(SUPPLIED ENTRIES):

====

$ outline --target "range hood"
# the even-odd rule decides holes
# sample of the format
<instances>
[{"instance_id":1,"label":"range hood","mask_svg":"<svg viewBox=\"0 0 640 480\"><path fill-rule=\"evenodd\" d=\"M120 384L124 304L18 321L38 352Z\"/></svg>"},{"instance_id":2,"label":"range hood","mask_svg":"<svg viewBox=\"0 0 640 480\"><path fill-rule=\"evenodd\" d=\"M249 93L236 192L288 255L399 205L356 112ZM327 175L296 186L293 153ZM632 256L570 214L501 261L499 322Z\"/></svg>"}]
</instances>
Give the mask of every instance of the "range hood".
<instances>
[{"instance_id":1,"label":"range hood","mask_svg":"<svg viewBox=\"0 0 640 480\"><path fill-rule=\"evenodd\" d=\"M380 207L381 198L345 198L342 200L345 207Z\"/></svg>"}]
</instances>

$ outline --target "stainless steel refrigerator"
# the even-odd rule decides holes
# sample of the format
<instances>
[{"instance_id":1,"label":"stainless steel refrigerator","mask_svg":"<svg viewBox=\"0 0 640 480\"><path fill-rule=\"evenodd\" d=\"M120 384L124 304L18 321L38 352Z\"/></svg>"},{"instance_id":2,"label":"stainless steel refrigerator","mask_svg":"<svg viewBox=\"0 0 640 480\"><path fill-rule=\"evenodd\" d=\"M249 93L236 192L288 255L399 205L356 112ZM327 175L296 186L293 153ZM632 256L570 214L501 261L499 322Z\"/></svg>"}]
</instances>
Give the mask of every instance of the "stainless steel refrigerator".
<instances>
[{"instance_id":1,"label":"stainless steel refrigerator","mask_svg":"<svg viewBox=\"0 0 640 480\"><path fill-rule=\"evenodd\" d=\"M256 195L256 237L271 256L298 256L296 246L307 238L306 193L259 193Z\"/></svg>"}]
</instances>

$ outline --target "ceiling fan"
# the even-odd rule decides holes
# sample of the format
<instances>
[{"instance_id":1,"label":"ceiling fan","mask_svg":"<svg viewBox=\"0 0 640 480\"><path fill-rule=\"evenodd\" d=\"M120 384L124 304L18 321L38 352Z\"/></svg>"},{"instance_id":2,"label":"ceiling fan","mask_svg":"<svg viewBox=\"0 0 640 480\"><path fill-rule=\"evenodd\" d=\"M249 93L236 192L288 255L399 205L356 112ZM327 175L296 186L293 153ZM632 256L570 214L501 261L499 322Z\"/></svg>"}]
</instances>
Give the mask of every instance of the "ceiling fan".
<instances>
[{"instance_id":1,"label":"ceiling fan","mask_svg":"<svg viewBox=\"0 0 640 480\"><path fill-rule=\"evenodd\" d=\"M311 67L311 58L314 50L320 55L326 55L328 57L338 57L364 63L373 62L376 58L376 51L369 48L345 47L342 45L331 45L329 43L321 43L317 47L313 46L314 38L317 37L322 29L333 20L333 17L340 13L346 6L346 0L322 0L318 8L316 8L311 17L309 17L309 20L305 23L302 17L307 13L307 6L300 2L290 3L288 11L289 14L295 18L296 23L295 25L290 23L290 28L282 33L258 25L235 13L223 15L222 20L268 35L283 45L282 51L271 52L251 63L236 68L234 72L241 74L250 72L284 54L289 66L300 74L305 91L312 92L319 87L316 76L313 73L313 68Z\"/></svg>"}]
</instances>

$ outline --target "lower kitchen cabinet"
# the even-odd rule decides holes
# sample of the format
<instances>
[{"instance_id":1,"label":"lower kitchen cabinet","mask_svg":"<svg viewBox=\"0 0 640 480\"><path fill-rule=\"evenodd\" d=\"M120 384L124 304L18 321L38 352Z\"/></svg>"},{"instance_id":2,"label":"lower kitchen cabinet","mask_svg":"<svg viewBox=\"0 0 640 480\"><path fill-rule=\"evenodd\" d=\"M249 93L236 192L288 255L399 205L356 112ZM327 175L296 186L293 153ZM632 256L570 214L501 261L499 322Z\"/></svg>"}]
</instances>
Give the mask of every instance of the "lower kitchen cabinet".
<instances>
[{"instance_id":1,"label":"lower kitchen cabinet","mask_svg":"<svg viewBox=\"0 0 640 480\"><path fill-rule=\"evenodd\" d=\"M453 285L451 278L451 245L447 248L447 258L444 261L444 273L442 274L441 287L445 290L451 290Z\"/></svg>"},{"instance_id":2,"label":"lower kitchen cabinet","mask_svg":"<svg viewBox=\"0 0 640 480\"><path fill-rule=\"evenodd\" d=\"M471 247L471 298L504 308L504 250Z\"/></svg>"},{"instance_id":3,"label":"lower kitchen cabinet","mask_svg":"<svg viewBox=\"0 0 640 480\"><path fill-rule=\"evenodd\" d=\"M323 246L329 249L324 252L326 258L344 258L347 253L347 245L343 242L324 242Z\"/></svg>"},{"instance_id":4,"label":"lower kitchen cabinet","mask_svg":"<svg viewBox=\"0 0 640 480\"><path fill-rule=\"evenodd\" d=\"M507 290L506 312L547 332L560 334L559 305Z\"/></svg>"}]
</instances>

====

(ABOUT THIS EXERCISE):
Would you write the records out again, word for word?

(ANSWER BOX):
$ outline --target "range hood"
# the even-odd rule decides holes
# sample of the format
<instances>
[{"instance_id":1,"label":"range hood","mask_svg":"<svg viewBox=\"0 0 640 480\"><path fill-rule=\"evenodd\" d=\"M120 384L124 304L18 321L38 352Z\"/></svg>"},{"instance_id":2,"label":"range hood","mask_svg":"<svg viewBox=\"0 0 640 480\"><path fill-rule=\"evenodd\" d=\"M249 93L236 192L288 255L399 205L356 112ZM327 175L296 186L293 153ZM632 256L570 214L501 261L499 322Z\"/></svg>"}]
</instances>
Give the mask of every instance of the "range hood".
<instances>
[{"instance_id":1,"label":"range hood","mask_svg":"<svg viewBox=\"0 0 640 480\"><path fill-rule=\"evenodd\" d=\"M380 207L381 198L345 198L342 200L345 207Z\"/></svg>"}]
</instances>

$ outline --target "stainless steel refrigerator"
# the even-odd rule decides holes
# sample of the format
<instances>
[{"instance_id":1,"label":"stainless steel refrigerator","mask_svg":"<svg viewBox=\"0 0 640 480\"><path fill-rule=\"evenodd\" d=\"M120 384L124 304L18 321L38 352Z\"/></svg>"},{"instance_id":2,"label":"stainless steel refrigerator","mask_svg":"<svg viewBox=\"0 0 640 480\"><path fill-rule=\"evenodd\" d=\"M249 93L236 192L288 255L399 205L356 112ZM327 175L296 186L293 153ZM632 256L570 214L501 261L499 322Z\"/></svg>"}]
</instances>
Give the mask of every instance of the "stainless steel refrigerator".
<instances>
[{"instance_id":1,"label":"stainless steel refrigerator","mask_svg":"<svg viewBox=\"0 0 640 480\"><path fill-rule=\"evenodd\" d=\"M256 195L256 237L271 256L298 256L296 246L307 238L306 193L259 193Z\"/></svg>"}]
</instances>

$ outline --target "ceiling fan"
# the even-odd rule decides holes
# sample of the format
<instances>
[{"instance_id":1,"label":"ceiling fan","mask_svg":"<svg viewBox=\"0 0 640 480\"><path fill-rule=\"evenodd\" d=\"M120 384L124 304L18 321L38 352Z\"/></svg>"},{"instance_id":2,"label":"ceiling fan","mask_svg":"<svg viewBox=\"0 0 640 480\"><path fill-rule=\"evenodd\" d=\"M249 93L236 192L288 255L399 205L356 112ZM327 175L296 186L293 153ZM632 256L570 214L501 261L499 322Z\"/></svg>"}]
</instances>
Give the mask of every instance of the "ceiling fan".
<instances>
[{"instance_id":1,"label":"ceiling fan","mask_svg":"<svg viewBox=\"0 0 640 480\"><path fill-rule=\"evenodd\" d=\"M311 67L311 58L314 50L320 55L326 55L328 57L338 57L364 63L373 62L376 58L376 51L369 48L345 47L342 45L331 45L329 43L321 43L317 47L313 46L314 38L317 37L322 29L333 20L333 17L340 13L346 6L346 0L322 0L318 8L316 8L311 17L309 17L309 20L305 23L302 17L307 13L307 6L300 2L290 3L288 11L289 14L295 18L296 23L295 25L290 23L290 28L282 33L258 25L235 13L223 15L222 20L268 35L283 45L282 51L271 52L251 63L236 68L234 72L241 74L250 72L284 54L289 66L300 74L305 91L312 92L319 87L316 76L313 73L313 68Z\"/></svg>"}]
</instances>

$ outline --target "lower kitchen cabinet"
# the even-odd rule decides holes
# sample of the format
<instances>
[{"instance_id":1,"label":"lower kitchen cabinet","mask_svg":"<svg viewBox=\"0 0 640 480\"><path fill-rule=\"evenodd\" d=\"M120 384L124 304L18 321L38 352Z\"/></svg>"},{"instance_id":2,"label":"lower kitchen cabinet","mask_svg":"<svg viewBox=\"0 0 640 480\"><path fill-rule=\"evenodd\" d=\"M249 93L236 192L288 255L399 205L356 112ZM327 175L296 186L293 153ZM632 256L570 214L501 261L499 322Z\"/></svg>"}]
</instances>
Give the mask of every instance of the "lower kitchen cabinet".
<instances>
[{"instance_id":1,"label":"lower kitchen cabinet","mask_svg":"<svg viewBox=\"0 0 640 480\"><path fill-rule=\"evenodd\" d=\"M453 285L451 278L451 245L447 248L447 258L444 261L444 273L442 274L441 287L445 290L451 290Z\"/></svg>"},{"instance_id":2,"label":"lower kitchen cabinet","mask_svg":"<svg viewBox=\"0 0 640 480\"><path fill-rule=\"evenodd\" d=\"M471 247L471 298L504 308L504 250Z\"/></svg>"},{"instance_id":3,"label":"lower kitchen cabinet","mask_svg":"<svg viewBox=\"0 0 640 480\"><path fill-rule=\"evenodd\" d=\"M323 246L329 249L324 252L326 258L344 258L347 253L347 245L343 242L324 242Z\"/></svg>"},{"instance_id":4,"label":"lower kitchen cabinet","mask_svg":"<svg viewBox=\"0 0 640 480\"><path fill-rule=\"evenodd\" d=\"M507 290L506 312L547 332L560 334L559 305Z\"/></svg>"}]
</instances>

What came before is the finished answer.